## REQUIREMENTS
Extract every line of the data below and reproduce each one verbatim, in its original order, omitting nothing.

## RECORDS TO PROCESS
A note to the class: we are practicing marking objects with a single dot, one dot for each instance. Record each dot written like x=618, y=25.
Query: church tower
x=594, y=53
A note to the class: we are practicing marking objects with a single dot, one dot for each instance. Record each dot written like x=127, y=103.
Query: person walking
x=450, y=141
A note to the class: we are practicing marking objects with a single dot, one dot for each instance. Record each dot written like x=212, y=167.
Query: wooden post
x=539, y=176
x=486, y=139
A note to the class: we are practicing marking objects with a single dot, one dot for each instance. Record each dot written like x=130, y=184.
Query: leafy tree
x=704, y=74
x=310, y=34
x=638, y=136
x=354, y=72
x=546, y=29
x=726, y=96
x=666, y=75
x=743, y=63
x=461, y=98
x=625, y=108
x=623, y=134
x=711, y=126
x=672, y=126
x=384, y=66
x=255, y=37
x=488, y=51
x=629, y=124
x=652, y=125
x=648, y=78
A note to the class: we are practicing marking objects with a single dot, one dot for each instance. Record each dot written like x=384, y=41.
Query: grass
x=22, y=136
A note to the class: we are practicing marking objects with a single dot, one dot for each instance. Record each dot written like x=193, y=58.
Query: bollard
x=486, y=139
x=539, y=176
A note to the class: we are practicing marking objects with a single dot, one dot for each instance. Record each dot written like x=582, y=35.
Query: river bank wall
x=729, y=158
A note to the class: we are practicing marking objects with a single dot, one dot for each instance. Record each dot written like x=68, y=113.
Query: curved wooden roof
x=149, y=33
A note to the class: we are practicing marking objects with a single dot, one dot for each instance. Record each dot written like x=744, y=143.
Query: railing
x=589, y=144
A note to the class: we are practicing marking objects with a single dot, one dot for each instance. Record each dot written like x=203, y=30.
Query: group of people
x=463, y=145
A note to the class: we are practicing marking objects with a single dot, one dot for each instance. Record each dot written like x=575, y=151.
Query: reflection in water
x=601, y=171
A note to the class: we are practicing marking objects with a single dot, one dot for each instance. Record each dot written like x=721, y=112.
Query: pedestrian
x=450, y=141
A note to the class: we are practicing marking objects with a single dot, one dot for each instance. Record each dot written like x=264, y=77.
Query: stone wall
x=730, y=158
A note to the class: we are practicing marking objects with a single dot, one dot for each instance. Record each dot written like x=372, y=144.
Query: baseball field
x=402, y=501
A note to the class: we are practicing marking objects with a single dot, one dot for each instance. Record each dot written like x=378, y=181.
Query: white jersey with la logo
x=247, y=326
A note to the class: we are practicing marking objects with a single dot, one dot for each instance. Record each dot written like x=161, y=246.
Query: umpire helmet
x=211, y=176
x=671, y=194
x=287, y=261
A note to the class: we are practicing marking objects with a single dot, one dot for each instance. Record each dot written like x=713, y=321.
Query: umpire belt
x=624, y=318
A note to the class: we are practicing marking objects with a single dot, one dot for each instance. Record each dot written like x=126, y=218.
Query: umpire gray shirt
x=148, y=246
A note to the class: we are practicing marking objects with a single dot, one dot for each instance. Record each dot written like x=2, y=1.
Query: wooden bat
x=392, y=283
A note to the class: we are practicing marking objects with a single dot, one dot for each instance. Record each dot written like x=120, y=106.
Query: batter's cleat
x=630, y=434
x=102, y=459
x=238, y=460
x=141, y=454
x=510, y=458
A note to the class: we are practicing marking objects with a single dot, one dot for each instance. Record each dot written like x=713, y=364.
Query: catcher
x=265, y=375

## RESULT FOR THIS EXERCISE
A note to the class: we are practicing marking objects with a single dot, one dot for each instance. Record each dot written like x=618, y=25.
Query: church tower
x=594, y=53
A note to the class: we are practicing marking objects with a single dot, one dot for each instance. Record each dot written like x=127, y=103.
Query: person walking
x=450, y=141
A note to the class: we are practicing marking objects with a single dot, one dot for each instance. Record each dot written like x=212, y=167.
Query: wooden post
x=539, y=176
x=486, y=139
A note to the class: we are practicing marking objects with a single dot, one dot for each instance. Record each dot written like x=130, y=184.
Query: leafy tree
x=704, y=74
x=310, y=34
x=638, y=136
x=354, y=72
x=546, y=29
x=726, y=96
x=666, y=75
x=743, y=63
x=461, y=98
x=625, y=108
x=623, y=134
x=711, y=126
x=672, y=126
x=384, y=66
x=255, y=37
x=488, y=51
x=629, y=124
x=652, y=125
x=648, y=78
A note to the class: we are practicing marking objects with a single dot, one dot for each instance. Record each dot written like x=384, y=41.
Query: grass
x=22, y=136
A note to the class: we are practicing marking objects with a single dot, one dot for each instance. Record each dot written like x=193, y=58.
Query: bollard
x=486, y=139
x=539, y=176
A note to the class: we are practicing marking objects with a single dot, one dot for each instance. Record each dot written like x=582, y=35.
Query: river bank wall
x=729, y=158
A note to the class: we are practicing marking objects with a single dot, one dot for each instance. Record each dot written like x=68, y=113.
Query: curved wooden roof
x=149, y=33
A note to the class: we are practicing marking objects with a single dot, one dot for each instance. Record each dot written like x=744, y=143.
Query: railing
x=589, y=144
A note to the class: we are practicing marking objects with a single dot, one dot for each instance. Record each dot written like x=203, y=30.
Query: group of people
x=463, y=145
A note to the class: we are practicing marking objects with a single dot, one dot for each instance. Record each dot written like x=575, y=151.
Query: reflection in water
x=601, y=171
A note to the class: we are practicing marking objects with a single dot, one dot for each instance. Record each dot written like x=721, y=112.
Query: pedestrian
x=450, y=141
A note to the class: we are practicing marking objects with a single dot, one dot for each instance. Record each dot written like x=264, y=77.
Query: stone wall
x=730, y=158
A note to the class: we are practicing marking objects with a single dot, one dot for each instance. Record each dot written like x=372, y=144.
Query: baseball field
x=402, y=501
A note to the class: we are practicing marking objects with a single dot, one dot for each instance. Record each dot written like x=378, y=181.
Query: white jersey with la logo
x=247, y=326
A note to the class: we are practicing marking objects with a single dot, one dot for each instance. Record each dot written like x=161, y=246.
Query: umpire helmet
x=211, y=176
x=671, y=194
x=287, y=261
A note to the class: we are practicing marking objects with a single dot, one dot for each instance. Record each dot written like x=713, y=321.
Query: umpire belt
x=624, y=318
A note to the class: we are practicing marking objects with a single dot, one dot for each instance. Record each dot written like x=126, y=218.
Query: umpire gray shirt
x=148, y=246
A note to the class: we are practicing marking objects with a single dot, one dot for each instance. Record each dot written like x=2, y=1.
Query: wooden bat
x=392, y=283
A note to the class: we are practicing marking objects with a single dot, one dot for each instance. Record each dot written like x=120, y=106.
Query: batter's cleat
x=630, y=434
x=102, y=459
x=238, y=460
x=141, y=454
x=510, y=458
A note to the class: we are practicing marking objects with a single dot, one dot for each instance. Record each dot written like x=713, y=364.
Query: catcher
x=265, y=375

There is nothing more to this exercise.